### Activity
Each record, word for word and stripped of pictures, is what the answer should contain.

Point localization data:

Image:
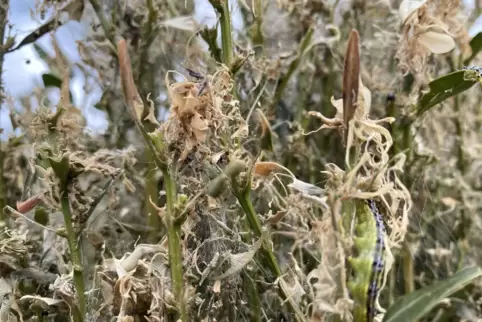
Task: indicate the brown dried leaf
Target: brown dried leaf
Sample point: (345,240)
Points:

### Exercise result
Image:
Task: indicate the brown dried leaf
Target: brown dried leaf
Sample point: (345,240)
Points:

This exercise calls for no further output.